Segment Open

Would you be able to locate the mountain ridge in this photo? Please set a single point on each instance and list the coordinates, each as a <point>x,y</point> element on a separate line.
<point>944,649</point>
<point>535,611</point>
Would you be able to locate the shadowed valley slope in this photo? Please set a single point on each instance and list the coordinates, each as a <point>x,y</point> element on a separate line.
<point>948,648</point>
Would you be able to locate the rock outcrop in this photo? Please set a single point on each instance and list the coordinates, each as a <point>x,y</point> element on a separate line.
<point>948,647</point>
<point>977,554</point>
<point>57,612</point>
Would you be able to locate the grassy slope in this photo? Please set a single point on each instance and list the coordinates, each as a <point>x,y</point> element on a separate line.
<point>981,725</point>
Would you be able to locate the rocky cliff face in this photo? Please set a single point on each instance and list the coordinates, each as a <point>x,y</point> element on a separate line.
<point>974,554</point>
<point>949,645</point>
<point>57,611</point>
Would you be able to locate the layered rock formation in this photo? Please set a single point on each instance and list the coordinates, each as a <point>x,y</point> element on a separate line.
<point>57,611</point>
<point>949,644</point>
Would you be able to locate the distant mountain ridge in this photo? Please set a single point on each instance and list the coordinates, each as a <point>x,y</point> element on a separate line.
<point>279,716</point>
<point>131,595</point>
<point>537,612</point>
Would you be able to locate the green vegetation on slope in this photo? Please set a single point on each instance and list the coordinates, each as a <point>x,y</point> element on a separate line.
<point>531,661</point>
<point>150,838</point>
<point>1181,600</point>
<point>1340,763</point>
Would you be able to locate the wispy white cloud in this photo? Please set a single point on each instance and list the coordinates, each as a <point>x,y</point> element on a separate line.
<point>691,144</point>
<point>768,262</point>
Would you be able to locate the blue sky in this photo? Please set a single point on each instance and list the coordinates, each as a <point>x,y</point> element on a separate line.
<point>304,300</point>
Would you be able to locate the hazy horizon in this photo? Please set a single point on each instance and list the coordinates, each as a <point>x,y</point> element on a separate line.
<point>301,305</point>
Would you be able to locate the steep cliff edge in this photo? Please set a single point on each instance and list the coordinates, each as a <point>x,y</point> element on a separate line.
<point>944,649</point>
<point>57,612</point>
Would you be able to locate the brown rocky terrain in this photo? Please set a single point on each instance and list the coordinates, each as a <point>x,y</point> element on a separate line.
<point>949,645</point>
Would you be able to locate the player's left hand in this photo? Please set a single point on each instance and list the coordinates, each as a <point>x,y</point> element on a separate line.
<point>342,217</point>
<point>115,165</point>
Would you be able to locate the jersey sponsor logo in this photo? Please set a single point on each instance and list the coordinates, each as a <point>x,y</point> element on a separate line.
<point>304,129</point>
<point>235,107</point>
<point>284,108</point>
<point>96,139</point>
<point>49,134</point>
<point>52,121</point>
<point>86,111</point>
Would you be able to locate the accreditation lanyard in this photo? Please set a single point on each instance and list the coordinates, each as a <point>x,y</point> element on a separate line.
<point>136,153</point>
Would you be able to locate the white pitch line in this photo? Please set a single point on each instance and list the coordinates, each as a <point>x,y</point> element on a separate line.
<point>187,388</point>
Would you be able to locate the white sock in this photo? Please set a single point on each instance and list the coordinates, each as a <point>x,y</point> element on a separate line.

Segment Closed

- _TASK DIRECTIONS_: Give every entry back unchanged. Leave none out.

- _EXERCISE OUTPUT_:
Would you be able to locate the mountain ridge in this photo? Please set a single point on each instance and list the coordinates, each as a <point>x,y</point> element on a separate line.
<point>944,649</point>
<point>535,611</point>
Would you be able to locate the shadowed valley slope in this photo? Please set a single point on each instance and list the coordinates, each as a <point>x,y</point> element on a separate line.
<point>948,648</point>
Would you be able to locate the rock outcrop in this photo? Please set a single point on each instance and list the coordinates, each as a <point>x,y</point> element on a separate line.
<point>948,647</point>
<point>977,554</point>
<point>57,612</point>
Would you be able to locate the grassy slope in this photo? Please set a single point on each instance and list the coordinates, each as a <point>x,y</point> element on a separate line.
<point>981,725</point>
Would you be able to locate the rocky cliff face in this photo? Please set a single point on each instance and list the coordinates, each as a <point>x,y</point> element on a separate line.
<point>974,554</point>
<point>949,645</point>
<point>57,611</point>
Would you be able to locate the layered rock formation in this photo? Please set a single point on each instance and list the coordinates, each as a <point>x,y</point> element on a separate line.
<point>57,611</point>
<point>949,644</point>
Would you be able to locate the distant mountain ridge in this photo? Please set a single point on each instance and list the coordinates, each as a <point>x,y</point> element on a separate line.
<point>279,716</point>
<point>131,595</point>
<point>537,612</point>
Would you be able to locate the green vegetation on slope in this photo? Please set a single point on each instance and list the coordinates, each as a <point>x,y</point> element on a separate line.
<point>531,661</point>
<point>150,838</point>
<point>1181,600</point>
<point>1340,763</point>
Would you be able to locate the wispy white cloud in this photo? Please set a single point on each instance and list the coordinates, each as a <point>x,y</point> element on a separate line.
<point>691,144</point>
<point>768,262</point>
Would you be able to locate the blue sky in this photo? Please set a single point on each instance and list the coordinates, each as a <point>x,y</point> element on a separate line.
<point>304,300</point>
Would you be able to locate the hazy horizon in this photo? Please set a single point on each instance and list the coordinates, each as a <point>x,y</point> element on a separate line.
<point>301,305</point>
Would you be able to locate the steep cliff edge in this photo? Please set a single point on each instance and list the coordinates, each as a <point>x,y</point> element on a separate line.
<point>944,649</point>
<point>57,612</point>
Would you be able to locate the brown rocky terrain in this photo? Please set a single point on each instance and list the coordinates, each as a <point>x,y</point> element on a separate line.
<point>949,645</point>
Would you be able to locate the player's left hand in this photo? Please set a single point on each instance and list the coordinates, each as a <point>x,y</point> element on a separate line.
<point>342,217</point>
<point>115,165</point>
Would you be able to locate the jersey sponsor logo in this photo? Please set a single point on each instance and list the coordinates, each as a <point>x,y</point> element on a separate line.
<point>304,129</point>
<point>235,107</point>
<point>284,108</point>
<point>96,139</point>
<point>49,134</point>
<point>52,121</point>
<point>86,111</point>
Would you be able to locate the accreditation lanyard in this photo? Please set a single point on each instance and list the coordinates, each as a <point>x,y</point> element on a separate line.
<point>136,153</point>
Would you be able to locate the white pitch line in this photo? Please set a single point on each instance and list the coordinates, each as a <point>x,y</point> element on a separate line.
<point>187,388</point>
Would you be able to locate the white sock in this photo? Please set a single point on each instance and list the coordinates, each as a <point>x,y</point> element on a separate line.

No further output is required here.